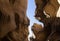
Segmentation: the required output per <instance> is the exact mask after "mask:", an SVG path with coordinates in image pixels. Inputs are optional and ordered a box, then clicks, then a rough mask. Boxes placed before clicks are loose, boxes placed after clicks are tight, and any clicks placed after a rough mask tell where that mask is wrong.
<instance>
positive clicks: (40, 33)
mask: <svg viewBox="0 0 60 41" xmlns="http://www.w3.org/2000/svg"><path fill="white" fill-rule="evenodd" d="M35 3H36V11H35V17H36V19H37V20H39V21H40V22H43V23H44V28H42V26H41V25H39V24H37V25H36V24H34V25H33V26H32V27H33V28H32V30H33V32H34V33H35V35H36V39H31V40H32V41H60V35H59V34H60V22H59V21H60V17H59V16H58V17H57V16H56V15H57V11H58V10H59V3H58V1H57V0H35ZM35 25H36V26H35ZM38 25H39V26H38ZM38 28H39V29H38Z"/></svg>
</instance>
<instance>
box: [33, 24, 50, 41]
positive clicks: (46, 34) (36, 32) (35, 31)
mask: <svg viewBox="0 0 60 41" xmlns="http://www.w3.org/2000/svg"><path fill="white" fill-rule="evenodd" d="M32 31H33V32H34V34H35V36H36V38H35V39H32V41H46V39H47V37H48V35H49V33H47V32H48V30H47V29H44V27H42V25H39V24H36V23H35V24H34V25H33V26H32Z"/></svg>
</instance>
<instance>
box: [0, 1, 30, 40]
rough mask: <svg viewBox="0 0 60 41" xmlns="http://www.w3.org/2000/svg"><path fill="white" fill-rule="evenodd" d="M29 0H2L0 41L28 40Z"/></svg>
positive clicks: (1, 9) (28, 22)
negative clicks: (27, 6)
mask: <svg viewBox="0 0 60 41" xmlns="http://www.w3.org/2000/svg"><path fill="white" fill-rule="evenodd" d="M26 10H27V0H0V41H28V40H27V37H28V26H29V22H30V21H29V19H28V18H27V16H26Z"/></svg>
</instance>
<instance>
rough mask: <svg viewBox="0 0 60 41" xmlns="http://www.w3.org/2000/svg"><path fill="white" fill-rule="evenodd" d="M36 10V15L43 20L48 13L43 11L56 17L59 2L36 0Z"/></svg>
mask: <svg viewBox="0 0 60 41" xmlns="http://www.w3.org/2000/svg"><path fill="white" fill-rule="evenodd" d="M35 3H36V11H35V17H36V18H38V17H40V18H41V20H43V19H44V18H46V15H45V14H44V12H43V11H45V12H46V14H48V15H49V16H50V17H56V14H57V10H58V8H59V3H58V2H57V0H35ZM38 20H39V19H38Z"/></svg>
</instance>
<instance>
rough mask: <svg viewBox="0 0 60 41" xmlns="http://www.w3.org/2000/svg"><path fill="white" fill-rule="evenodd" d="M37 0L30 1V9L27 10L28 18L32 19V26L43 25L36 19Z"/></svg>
mask: <svg viewBox="0 0 60 41" xmlns="http://www.w3.org/2000/svg"><path fill="white" fill-rule="evenodd" d="M35 8H36V6H35V0H28V8H27V16H28V18H29V19H30V26H32V25H33V23H38V24H41V23H40V22H39V21H38V20H36V19H35V17H34V15H35Z"/></svg>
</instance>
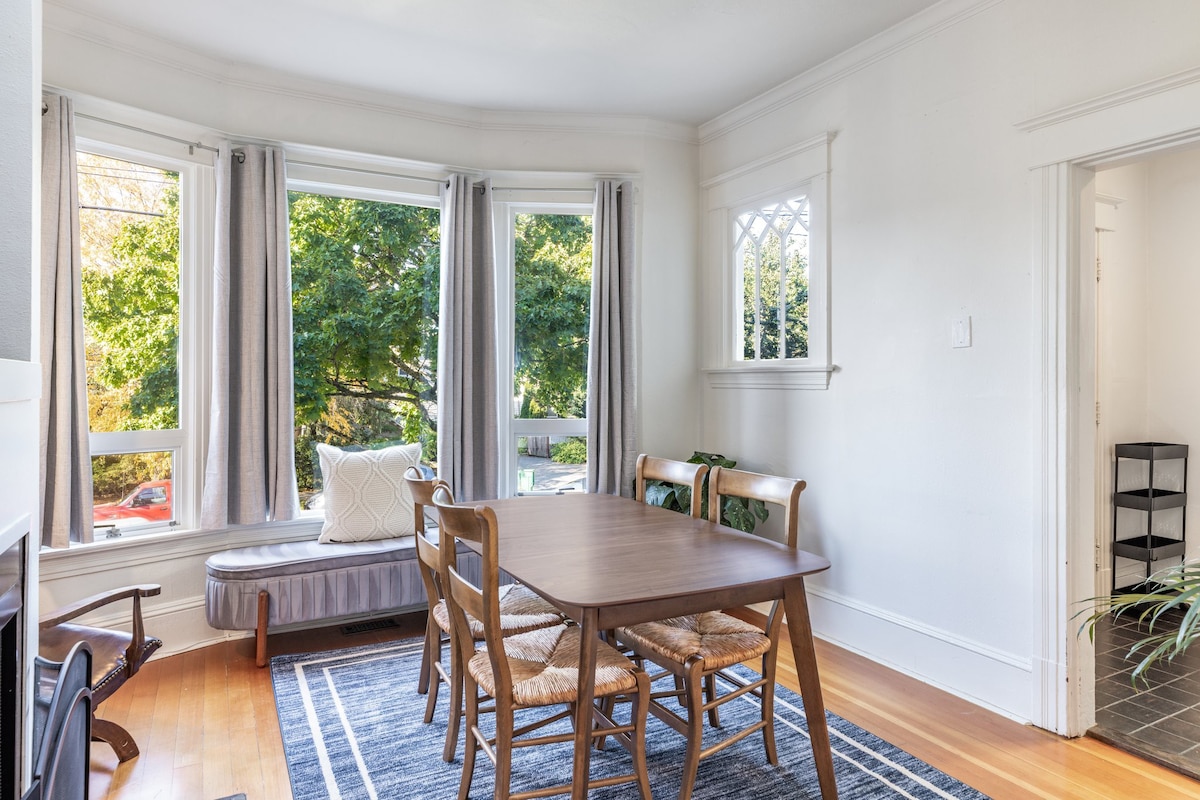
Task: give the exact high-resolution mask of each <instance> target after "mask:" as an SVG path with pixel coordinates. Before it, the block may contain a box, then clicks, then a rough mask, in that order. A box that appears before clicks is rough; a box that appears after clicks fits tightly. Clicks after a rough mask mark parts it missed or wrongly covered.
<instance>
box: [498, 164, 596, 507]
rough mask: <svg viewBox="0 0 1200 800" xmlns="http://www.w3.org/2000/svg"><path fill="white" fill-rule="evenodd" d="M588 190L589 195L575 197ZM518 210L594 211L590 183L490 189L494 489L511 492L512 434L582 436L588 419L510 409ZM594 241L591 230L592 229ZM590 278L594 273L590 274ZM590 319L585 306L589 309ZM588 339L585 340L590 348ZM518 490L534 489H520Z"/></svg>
mask: <svg viewBox="0 0 1200 800" xmlns="http://www.w3.org/2000/svg"><path fill="white" fill-rule="evenodd" d="M584 193H586V194H587V197H588V199H587V200H586V201H584V200H580V197H581V196H583V194H584ZM521 213H560V215H571V216H589V217H590V216H593V215H594V213H595V188H594V187H588V188H587V190H583V188H557V190H552V188H545V190H523V191H522V190H503V188H502V190H493V194H492V222H493V228H494V235H496V306H497V308H496V327H497V331H496V347H497V367H498V368H497V371H496V374H497V381H498V387H497V422H498V425H497V431H498V435H499V443H498V445H499V446H498V450H499V457H500V464H499V470H500V471H499V488H498V491H499V494H500V497H502V498H508V497H515V495H517V494H518V491H517V467H518V463H517V439H518V438H521V437H530V435H545V437H587V435H588V419H587V417H586V416H584V417H580V419H577V420H562V419H553V420H548V419H539V420H522V419H518V417H517V416H516V408H514V401H515V398H514V396H512V381H514V372H515V365H514V356H515V353H514V349H515V347H516V331H515V325H516V219H517V215H521ZM593 240H594V234H593ZM593 279H594V277H593ZM588 314H589V319H590V308H589V309H588ZM590 347H592V342H590V341H589V342H588V348H589V350H590ZM520 494H539V492H538V491H536V489H535V491H533V492H520Z"/></svg>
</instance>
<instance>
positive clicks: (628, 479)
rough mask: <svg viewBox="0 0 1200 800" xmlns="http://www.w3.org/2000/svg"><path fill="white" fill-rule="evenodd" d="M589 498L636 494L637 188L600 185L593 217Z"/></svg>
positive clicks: (590, 373) (625, 495)
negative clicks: (634, 317) (635, 209)
mask: <svg viewBox="0 0 1200 800" xmlns="http://www.w3.org/2000/svg"><path fill="white" fill-rule="evenodd" d="M592 225H593V231H594V233H593V251H592V338H590V342H589V347H588V491H589V492H596V493H600V494H622V495H625V497H632V494H634V462H635V458H636V456H637V453H636V444H637V443H636V441H635V429H634V397H635V389H636V387H635V385H634V383H635V374H636V373H635V363H634V360H635V354H636V349H635V343H634V330H635V323H634V188H632V184H630V182H628V181H626V182H624V184H620V185H619V186H618V185H617V182H616V181H598V182H596V199H595V211H594V212H593V217H592Z"/></svg>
+++
### REQUIRED WORK
Can you copy the data from its start through the line containing "positive clicks: (40, 33)", leaving out the pictures?

### ANSWER BELOW
Segmentation: the required output per <instance> is the exact mask after "mask:", an SVG path with coordinates in image pixels. Inputs are optional and ordered a box, then clicks, then a rough mask. Boxes placed before clicks are loose, boxes placed after clicks are tight, and any clicks placed after a rough mask tell where that mask is wrong.
<instance>
positive clicks: (40, 33)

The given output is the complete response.